▶ _Written instruction_: Retype every line from the one containing "outline --target=no parking" down to the one containing "91 31 L 106", with both of those lines included, keeping each one unchanged.

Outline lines
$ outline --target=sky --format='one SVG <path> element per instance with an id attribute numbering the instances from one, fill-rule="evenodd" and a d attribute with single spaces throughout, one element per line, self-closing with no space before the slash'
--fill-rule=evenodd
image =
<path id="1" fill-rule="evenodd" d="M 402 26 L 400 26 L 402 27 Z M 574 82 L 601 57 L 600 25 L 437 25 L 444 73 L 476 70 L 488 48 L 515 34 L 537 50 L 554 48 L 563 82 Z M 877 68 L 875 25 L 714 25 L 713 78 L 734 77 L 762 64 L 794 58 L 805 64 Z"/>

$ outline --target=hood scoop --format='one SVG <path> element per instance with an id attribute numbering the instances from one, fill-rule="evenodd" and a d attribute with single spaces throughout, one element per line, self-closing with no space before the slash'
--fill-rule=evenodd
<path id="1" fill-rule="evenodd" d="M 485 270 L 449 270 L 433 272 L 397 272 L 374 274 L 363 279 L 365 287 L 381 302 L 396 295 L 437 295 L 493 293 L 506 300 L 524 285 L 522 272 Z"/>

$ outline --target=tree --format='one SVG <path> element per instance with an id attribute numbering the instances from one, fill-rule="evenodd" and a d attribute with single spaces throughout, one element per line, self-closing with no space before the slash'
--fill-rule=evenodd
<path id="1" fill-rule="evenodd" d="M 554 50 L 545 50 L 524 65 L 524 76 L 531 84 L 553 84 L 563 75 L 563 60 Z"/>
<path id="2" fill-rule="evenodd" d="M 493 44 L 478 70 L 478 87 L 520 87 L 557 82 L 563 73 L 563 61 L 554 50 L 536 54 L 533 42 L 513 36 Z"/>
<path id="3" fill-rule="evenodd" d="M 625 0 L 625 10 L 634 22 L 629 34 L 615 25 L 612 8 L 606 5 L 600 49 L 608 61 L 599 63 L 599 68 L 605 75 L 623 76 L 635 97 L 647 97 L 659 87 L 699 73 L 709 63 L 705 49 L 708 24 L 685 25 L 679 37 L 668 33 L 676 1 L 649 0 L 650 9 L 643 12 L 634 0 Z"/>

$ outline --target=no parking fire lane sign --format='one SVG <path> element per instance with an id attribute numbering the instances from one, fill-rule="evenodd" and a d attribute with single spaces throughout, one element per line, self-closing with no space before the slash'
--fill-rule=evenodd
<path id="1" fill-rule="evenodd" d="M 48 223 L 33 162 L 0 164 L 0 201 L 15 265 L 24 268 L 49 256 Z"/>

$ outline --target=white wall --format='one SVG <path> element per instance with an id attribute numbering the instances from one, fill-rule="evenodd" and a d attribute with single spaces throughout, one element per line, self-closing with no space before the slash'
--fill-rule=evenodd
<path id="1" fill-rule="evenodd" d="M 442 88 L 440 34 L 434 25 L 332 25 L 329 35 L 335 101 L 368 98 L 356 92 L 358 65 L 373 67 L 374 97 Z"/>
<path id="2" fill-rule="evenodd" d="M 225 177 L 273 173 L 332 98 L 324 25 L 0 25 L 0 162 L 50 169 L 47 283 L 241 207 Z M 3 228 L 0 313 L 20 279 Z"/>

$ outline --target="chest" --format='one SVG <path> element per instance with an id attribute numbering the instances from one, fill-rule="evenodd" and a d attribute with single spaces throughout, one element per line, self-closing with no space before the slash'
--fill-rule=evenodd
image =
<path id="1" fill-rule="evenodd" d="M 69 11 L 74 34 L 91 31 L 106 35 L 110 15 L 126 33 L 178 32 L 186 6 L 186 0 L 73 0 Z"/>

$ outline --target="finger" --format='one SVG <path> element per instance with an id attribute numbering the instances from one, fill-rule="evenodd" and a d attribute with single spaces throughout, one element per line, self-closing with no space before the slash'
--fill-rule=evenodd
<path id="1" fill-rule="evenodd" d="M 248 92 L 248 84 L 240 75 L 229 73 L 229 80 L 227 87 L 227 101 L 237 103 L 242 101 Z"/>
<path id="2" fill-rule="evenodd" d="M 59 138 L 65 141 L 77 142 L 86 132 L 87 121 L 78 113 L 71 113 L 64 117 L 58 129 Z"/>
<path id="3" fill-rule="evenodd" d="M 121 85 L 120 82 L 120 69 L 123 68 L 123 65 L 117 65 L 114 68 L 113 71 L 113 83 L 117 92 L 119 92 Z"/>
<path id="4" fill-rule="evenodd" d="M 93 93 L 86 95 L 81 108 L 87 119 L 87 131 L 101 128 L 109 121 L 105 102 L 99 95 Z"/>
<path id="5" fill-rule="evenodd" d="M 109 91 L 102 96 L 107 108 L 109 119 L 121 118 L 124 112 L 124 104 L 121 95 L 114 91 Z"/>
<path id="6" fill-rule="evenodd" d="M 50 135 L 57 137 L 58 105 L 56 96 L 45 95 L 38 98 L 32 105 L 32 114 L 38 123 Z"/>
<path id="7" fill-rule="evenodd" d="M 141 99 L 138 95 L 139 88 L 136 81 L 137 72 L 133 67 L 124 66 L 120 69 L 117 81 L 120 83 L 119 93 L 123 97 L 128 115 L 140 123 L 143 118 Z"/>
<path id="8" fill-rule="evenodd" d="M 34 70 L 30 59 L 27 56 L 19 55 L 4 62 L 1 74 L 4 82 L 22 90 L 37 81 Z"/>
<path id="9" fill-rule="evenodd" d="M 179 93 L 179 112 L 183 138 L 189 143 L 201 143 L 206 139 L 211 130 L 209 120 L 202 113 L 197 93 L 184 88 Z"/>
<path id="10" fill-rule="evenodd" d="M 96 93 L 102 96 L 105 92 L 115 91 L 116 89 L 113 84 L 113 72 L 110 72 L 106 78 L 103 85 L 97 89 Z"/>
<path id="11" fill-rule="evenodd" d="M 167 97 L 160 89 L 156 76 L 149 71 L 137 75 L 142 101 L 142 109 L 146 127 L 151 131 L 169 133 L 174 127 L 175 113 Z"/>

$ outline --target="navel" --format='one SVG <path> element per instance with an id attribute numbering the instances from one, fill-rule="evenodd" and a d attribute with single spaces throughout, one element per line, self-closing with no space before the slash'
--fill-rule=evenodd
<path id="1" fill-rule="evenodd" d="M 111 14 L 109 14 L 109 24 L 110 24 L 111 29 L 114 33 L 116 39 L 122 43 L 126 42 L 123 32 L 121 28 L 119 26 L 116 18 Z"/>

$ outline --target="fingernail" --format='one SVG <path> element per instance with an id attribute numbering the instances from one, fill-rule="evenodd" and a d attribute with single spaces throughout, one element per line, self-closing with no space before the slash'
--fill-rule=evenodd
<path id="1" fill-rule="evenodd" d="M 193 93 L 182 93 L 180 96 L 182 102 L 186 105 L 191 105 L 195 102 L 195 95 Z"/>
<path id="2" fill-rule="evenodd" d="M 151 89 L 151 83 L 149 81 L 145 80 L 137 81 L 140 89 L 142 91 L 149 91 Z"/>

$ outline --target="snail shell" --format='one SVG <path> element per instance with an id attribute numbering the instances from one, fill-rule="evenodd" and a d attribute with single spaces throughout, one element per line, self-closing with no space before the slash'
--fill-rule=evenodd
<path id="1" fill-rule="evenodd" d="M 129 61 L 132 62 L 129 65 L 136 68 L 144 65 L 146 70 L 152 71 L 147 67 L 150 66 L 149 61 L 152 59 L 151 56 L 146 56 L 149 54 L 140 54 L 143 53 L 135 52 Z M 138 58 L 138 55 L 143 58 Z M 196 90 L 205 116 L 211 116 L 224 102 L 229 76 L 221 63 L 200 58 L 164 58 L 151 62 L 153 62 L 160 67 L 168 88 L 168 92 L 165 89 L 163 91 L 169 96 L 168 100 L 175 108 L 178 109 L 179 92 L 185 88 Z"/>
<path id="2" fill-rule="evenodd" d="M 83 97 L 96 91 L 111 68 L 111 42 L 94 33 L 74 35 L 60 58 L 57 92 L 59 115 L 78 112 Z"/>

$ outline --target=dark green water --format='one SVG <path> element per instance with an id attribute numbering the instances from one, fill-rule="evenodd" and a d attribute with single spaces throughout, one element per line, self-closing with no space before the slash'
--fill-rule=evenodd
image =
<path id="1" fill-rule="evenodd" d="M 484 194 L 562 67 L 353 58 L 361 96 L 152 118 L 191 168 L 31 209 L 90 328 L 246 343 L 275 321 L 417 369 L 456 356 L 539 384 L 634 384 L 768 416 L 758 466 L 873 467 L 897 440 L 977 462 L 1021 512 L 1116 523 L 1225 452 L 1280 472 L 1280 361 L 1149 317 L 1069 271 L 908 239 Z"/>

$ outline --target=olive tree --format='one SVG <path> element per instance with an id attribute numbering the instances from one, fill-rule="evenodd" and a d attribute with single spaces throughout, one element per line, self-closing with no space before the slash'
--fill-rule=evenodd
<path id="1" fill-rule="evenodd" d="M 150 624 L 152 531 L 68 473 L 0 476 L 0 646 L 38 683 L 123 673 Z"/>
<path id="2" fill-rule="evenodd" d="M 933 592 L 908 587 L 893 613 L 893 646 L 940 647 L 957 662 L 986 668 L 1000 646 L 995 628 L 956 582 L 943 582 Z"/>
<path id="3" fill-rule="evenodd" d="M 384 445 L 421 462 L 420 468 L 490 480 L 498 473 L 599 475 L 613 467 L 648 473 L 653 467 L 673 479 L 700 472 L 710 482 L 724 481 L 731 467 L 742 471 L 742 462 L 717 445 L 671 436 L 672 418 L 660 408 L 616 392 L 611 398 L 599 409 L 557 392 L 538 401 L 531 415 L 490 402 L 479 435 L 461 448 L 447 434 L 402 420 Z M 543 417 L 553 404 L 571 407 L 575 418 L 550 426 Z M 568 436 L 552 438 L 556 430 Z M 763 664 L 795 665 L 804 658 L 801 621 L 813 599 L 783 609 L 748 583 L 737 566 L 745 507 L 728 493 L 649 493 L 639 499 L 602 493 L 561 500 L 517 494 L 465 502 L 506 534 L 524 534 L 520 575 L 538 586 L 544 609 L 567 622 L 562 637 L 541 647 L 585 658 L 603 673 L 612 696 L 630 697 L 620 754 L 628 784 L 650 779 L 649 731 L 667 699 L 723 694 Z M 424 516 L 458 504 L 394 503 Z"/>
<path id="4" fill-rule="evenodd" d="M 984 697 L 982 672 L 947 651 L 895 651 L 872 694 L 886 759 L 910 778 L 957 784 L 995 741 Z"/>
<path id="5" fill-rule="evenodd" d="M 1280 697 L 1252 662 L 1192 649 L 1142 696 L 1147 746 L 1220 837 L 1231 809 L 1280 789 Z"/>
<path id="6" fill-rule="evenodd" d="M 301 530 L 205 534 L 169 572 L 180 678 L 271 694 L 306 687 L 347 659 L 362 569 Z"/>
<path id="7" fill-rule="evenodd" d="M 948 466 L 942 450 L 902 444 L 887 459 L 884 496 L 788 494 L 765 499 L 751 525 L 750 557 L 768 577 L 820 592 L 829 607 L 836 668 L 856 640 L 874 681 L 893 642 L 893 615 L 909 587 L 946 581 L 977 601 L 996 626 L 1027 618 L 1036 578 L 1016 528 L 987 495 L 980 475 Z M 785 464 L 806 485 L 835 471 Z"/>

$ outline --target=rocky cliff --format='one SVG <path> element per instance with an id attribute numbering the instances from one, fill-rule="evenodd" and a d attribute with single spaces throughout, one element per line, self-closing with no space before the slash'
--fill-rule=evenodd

▶ _Solution for this exercise_:
$ outline --target=no parking fire lane sign --format='one SVG <path> element per instance with an id attribute numbering the instances from one, fill-rule="evenodd" and a d attribute with single spaces throughout, one element per line, self-closing with no space before the slash'
--fill-rule=evenodd
<path id="1" fill-rule="evenodd" d="M 48 223 L 33 162 L 0 164 L 0 201 L 15 265 L 24 268 L 49 256 Z"/>

$ outline --target=white wall --format='one SVG <path> element per instance with an id attribute numbering the instances from one, fill-rule="evenodd" and a d attribute with single spaces throughout, one element per line, self-closing with no space before the slash'
--fill-rule=evenodd
<path id="1" fill-rule="evenodd" d="M 442 88 L 440 34 L 434 25 L 332 25 L 329 35 L 335 101 L 368 98 L 356 92 L 358 65 L 373 67 L 374 97 Z"/>
<path id="2" fill-rule="evenodd" d="M 225 177 L 273 173 L 332 98 L 324 25 L 0 25 L 0 162 L 50 169 L 47 283 L 241 207 Z M 3 228 L 0 313 L 20 279 Z"/>

$ outline --target="chest" --format='one SVG <path> element per instance with an id attribute numbering the instances from one, fill-rule="evenodd" and a d attribute with single spaces throughout, one element per line, self-closing with no space before the slash'
--fill-rule=evenodd
image =
<path id="1" fill-rule="evenodd" d="M 69 11 L 74 34 L 91 31 L 106 35 L 110 15 L 126 33 L 178 32 L 186 6 L 186 0 L 73 0 Z"/>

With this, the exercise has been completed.